Collection entries:

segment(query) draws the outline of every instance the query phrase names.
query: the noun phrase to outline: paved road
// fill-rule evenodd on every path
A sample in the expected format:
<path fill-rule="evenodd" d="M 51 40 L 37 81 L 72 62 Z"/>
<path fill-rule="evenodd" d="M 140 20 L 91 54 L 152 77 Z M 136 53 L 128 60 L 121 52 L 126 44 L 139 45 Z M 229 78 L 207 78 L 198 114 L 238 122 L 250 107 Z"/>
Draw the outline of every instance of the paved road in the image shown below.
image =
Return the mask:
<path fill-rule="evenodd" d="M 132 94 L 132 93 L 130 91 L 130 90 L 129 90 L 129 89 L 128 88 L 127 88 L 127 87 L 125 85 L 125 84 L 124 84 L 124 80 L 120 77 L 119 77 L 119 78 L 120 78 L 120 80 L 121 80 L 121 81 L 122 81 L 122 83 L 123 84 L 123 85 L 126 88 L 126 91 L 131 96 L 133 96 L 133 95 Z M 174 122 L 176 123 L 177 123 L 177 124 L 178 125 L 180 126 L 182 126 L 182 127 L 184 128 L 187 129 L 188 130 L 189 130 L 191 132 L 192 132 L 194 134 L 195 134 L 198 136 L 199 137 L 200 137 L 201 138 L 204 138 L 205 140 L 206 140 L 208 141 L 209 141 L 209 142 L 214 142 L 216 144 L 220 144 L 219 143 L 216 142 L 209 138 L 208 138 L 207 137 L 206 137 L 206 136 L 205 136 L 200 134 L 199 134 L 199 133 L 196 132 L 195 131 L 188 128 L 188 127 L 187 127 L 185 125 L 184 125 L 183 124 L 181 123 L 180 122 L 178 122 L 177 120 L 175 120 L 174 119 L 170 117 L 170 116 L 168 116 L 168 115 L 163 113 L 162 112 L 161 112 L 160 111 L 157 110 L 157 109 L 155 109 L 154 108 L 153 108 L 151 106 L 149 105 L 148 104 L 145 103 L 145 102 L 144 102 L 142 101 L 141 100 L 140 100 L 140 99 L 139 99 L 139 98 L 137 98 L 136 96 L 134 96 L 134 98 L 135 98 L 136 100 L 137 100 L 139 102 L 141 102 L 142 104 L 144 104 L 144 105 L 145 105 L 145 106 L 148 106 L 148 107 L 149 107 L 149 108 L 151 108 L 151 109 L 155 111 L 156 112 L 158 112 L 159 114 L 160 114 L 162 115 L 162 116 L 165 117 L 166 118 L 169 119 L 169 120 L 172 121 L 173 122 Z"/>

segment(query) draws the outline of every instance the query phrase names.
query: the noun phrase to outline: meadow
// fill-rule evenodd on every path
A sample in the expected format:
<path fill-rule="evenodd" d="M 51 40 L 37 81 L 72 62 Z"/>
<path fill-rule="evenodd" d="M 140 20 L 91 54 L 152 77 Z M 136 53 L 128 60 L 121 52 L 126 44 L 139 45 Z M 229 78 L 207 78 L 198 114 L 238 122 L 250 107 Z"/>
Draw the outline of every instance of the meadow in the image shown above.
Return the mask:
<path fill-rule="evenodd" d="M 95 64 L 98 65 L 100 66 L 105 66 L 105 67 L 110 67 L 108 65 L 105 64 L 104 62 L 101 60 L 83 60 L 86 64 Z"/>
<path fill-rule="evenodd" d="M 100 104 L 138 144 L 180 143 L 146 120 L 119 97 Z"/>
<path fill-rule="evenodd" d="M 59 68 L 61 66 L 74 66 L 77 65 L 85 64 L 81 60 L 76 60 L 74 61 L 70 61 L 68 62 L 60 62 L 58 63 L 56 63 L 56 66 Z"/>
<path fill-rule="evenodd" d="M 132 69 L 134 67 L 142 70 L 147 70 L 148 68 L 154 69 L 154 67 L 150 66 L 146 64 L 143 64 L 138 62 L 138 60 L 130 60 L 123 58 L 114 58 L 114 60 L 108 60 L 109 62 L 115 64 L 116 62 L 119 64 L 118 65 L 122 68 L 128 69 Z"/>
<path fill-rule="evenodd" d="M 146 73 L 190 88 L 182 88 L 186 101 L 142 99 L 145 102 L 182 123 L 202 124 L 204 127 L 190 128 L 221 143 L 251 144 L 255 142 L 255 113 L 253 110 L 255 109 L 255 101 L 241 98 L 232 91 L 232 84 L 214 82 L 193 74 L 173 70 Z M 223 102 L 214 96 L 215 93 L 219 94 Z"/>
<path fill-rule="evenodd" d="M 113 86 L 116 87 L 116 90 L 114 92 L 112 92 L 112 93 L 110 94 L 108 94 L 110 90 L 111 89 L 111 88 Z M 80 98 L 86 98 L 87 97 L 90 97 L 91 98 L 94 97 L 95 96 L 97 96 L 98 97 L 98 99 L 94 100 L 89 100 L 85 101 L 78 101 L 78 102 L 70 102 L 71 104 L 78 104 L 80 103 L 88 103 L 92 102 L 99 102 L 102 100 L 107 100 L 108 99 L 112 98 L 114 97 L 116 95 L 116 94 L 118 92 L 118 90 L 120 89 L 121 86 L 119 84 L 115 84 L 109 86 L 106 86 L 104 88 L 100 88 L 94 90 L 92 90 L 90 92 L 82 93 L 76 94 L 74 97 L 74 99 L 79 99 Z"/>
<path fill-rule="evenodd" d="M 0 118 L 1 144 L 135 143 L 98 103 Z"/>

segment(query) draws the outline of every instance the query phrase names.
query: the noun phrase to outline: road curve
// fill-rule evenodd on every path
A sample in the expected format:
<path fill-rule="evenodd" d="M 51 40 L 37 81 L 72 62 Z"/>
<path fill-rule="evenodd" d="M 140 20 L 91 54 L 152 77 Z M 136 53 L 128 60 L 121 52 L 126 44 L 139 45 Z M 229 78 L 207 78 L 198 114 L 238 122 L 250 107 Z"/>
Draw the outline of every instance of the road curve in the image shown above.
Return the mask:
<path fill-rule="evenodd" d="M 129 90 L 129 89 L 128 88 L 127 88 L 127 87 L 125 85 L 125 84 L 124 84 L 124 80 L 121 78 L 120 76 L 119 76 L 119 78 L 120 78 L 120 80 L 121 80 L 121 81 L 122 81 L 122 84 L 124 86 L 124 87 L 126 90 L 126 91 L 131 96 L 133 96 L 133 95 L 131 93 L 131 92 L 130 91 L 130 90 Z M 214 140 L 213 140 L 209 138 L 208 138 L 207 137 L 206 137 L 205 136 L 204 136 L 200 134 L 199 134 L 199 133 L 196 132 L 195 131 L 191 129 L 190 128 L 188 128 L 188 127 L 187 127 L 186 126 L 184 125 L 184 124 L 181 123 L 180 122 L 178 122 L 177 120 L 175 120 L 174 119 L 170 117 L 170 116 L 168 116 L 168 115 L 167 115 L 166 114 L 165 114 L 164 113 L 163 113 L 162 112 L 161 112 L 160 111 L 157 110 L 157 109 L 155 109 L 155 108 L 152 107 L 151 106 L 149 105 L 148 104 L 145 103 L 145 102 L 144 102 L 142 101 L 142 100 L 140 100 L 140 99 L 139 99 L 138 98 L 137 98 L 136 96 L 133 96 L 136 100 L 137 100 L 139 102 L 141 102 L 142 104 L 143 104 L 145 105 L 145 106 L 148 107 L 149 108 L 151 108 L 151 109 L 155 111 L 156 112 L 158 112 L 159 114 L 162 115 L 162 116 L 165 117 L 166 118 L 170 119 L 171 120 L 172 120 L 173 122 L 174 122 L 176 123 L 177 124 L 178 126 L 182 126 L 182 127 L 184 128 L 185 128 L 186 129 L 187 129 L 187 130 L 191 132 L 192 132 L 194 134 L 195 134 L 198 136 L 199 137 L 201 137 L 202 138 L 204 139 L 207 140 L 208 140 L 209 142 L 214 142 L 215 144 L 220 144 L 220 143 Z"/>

§ **What to work on**: Locate each line in the preceding items that contains the word "above", and copy all of those lines.

§ **Finished exercise**:
Draw the outline of every instance of the meadow in the image shown above.
Draw the outline of every instance of the road curve in the image shown above.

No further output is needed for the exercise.